__Problem details__
Your output is to consist only of the line containing "arm and produce bounding box coordinates for each." and the lines after it, through the end of the data, reproduced exactly.

__Supplied data__
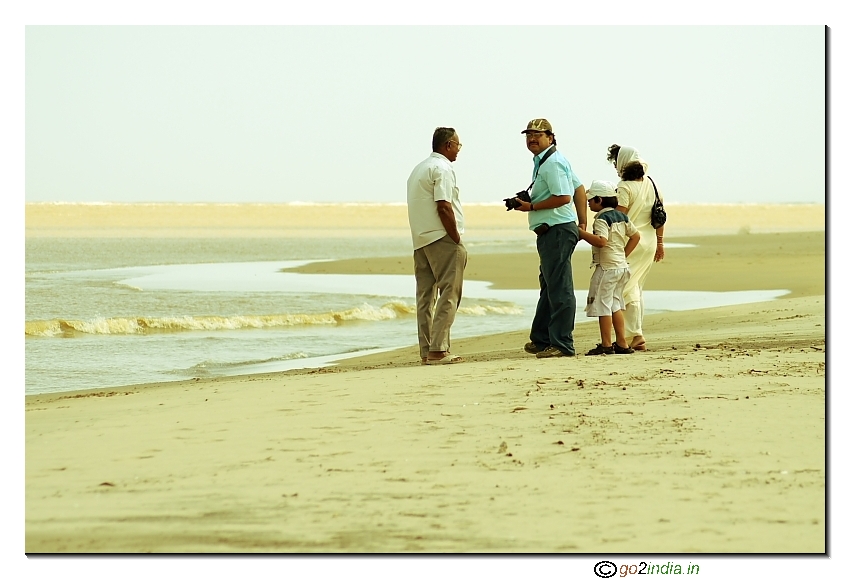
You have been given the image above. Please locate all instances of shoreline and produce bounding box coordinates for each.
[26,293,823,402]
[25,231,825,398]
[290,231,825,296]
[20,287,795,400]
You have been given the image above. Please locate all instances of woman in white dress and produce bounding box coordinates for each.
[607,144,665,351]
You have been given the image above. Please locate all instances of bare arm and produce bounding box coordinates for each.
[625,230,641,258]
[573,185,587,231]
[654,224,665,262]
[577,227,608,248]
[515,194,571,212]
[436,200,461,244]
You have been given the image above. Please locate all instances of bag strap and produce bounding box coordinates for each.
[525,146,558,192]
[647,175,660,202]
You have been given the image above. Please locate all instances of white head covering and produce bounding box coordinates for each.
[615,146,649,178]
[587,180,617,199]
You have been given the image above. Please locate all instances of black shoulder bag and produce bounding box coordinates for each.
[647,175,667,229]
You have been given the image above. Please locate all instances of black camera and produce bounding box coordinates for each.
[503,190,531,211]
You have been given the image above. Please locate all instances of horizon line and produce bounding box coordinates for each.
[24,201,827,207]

__Worked solution__
You have been given the image above. Please locate all instances of bare arm and produce bounding box coordinates for each.
[625,230,641,258]
[573,185,587,231]
[654,224,665,262]
[577,227,608,248]
[515,194,571,212]
[436,200,461,244]
You have been given the image above. Please locate all instances of bag strap and produce bounding box coordinates for each.
[525,146,558,192]
[647,175,660,202]
You have been given the image above. Please locate all instances of white head covering and produce bounding box coordinates for each.
[615,146,649,178]
[587,180,617,199]
You have been given the image above. Please locate all instances of black shoulder bag and produce bounding box coordinates for each.
[647,175,667,229]
You have been given the image above. Please locate all instances of black camera and produce bounding box coordinates for each.
[503,190,531,211]
You have been given the image above. Please locate all instances of horizon line and produce bounding box coordinates for each.
[24,201,827,207]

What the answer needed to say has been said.